Below are entries; copy exactly the lines from the one with "# test: locate() returns one point per instance of the wheel" through the one with "the chrome hubcap", both included, and leave out the rest.

Natural-language object grounding data:
=== Begin Enclosure ===

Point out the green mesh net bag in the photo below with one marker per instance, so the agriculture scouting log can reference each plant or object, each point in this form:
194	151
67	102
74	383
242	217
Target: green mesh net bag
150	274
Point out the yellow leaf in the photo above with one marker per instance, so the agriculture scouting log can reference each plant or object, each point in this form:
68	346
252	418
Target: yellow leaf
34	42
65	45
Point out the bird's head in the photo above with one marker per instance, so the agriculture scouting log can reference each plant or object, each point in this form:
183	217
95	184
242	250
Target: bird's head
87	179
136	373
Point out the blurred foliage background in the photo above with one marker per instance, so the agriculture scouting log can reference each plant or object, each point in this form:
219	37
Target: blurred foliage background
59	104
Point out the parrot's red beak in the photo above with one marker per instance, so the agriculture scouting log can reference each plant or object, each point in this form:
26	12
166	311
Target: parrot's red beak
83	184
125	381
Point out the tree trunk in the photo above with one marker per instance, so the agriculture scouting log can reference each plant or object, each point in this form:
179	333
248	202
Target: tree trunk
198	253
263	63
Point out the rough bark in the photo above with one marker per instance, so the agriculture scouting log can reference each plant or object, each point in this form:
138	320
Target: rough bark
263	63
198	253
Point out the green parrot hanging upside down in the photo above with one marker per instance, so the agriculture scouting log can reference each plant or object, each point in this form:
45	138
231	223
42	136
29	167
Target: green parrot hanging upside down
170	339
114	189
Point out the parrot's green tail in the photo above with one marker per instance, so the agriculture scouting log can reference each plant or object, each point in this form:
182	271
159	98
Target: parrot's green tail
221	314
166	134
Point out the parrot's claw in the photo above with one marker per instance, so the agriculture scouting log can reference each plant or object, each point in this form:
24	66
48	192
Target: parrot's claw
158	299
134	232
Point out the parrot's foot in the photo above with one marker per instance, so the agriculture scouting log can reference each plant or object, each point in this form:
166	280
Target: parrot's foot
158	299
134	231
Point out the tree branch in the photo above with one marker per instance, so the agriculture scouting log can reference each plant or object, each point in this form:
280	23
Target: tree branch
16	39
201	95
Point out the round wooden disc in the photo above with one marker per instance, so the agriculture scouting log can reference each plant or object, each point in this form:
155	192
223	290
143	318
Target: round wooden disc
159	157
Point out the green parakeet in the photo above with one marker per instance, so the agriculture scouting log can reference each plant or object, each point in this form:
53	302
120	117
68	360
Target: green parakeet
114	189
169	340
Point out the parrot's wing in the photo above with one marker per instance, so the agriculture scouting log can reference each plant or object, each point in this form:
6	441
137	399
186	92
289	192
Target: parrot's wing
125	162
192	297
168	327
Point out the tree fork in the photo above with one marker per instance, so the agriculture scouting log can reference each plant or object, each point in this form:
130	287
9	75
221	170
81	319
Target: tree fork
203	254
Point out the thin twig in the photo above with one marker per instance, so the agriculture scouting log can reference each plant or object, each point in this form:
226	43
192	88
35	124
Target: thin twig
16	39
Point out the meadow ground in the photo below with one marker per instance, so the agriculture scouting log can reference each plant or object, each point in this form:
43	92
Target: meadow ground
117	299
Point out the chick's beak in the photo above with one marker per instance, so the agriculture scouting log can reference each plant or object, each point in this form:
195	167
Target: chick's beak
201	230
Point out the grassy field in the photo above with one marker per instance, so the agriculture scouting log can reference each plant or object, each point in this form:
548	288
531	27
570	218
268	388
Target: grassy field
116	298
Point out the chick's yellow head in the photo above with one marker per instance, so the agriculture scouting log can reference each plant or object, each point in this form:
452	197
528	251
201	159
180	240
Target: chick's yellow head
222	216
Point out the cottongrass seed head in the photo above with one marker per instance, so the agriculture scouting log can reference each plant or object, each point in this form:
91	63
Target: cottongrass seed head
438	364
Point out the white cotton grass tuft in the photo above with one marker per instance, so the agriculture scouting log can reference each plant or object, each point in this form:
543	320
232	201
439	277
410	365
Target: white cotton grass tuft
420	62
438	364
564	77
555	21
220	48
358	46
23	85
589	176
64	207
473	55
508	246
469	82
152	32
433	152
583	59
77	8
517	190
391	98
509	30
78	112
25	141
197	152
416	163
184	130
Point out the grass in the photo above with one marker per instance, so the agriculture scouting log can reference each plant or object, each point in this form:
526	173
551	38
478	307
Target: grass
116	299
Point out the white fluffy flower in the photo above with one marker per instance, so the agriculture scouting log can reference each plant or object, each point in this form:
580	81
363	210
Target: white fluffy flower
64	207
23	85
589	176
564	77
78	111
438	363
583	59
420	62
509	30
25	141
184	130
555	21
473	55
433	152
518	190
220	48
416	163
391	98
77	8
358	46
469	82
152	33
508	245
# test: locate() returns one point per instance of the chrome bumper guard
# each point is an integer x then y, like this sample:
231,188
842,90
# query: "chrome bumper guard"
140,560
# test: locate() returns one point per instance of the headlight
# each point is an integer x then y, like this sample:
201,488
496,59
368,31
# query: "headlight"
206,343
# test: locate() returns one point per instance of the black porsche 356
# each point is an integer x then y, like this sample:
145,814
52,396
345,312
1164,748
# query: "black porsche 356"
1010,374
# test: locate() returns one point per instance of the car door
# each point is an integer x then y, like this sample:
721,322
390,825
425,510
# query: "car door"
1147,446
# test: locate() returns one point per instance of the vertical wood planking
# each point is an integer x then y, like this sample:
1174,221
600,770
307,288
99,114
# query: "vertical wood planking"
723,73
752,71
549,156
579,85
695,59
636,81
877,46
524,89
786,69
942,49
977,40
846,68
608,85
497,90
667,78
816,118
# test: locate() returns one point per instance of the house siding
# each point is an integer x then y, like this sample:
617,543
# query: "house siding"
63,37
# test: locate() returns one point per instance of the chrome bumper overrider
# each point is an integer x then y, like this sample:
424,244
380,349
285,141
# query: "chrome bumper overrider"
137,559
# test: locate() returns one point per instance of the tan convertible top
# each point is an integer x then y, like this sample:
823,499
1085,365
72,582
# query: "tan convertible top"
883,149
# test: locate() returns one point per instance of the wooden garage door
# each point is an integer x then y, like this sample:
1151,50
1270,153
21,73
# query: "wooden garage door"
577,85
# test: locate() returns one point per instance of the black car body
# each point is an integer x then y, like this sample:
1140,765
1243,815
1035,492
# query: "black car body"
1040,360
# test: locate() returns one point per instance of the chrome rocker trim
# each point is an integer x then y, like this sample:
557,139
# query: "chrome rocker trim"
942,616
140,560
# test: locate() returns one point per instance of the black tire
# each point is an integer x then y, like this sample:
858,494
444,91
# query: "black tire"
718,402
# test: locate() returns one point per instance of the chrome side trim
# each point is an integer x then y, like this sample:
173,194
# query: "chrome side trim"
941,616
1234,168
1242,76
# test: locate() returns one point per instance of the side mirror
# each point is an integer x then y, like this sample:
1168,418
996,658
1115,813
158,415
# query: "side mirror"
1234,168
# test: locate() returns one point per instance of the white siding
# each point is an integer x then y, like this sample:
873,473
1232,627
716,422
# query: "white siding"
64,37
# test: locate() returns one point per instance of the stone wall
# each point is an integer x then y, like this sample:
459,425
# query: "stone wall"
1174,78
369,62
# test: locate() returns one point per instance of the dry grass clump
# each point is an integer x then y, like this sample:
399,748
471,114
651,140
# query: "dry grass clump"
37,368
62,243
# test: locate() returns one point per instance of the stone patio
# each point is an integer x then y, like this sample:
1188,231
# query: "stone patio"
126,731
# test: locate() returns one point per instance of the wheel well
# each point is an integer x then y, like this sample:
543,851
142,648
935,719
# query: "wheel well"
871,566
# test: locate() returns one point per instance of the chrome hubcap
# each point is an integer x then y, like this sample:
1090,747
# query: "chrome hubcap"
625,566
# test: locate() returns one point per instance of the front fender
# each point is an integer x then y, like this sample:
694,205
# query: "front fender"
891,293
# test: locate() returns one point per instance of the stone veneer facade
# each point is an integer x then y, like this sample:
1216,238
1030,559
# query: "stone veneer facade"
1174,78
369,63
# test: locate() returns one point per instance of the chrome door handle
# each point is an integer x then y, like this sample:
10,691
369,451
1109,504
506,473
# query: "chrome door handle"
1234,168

=== End Enclosure ===

TASK RESULT:
# test: locate() returns one point per instance of the wheel well
# each point is an integer x then y, like this sample:
543,851
142,648
935,719
# query: "wheel well"
871,566
# test: locate() returns one point per instance of the chrome hubcap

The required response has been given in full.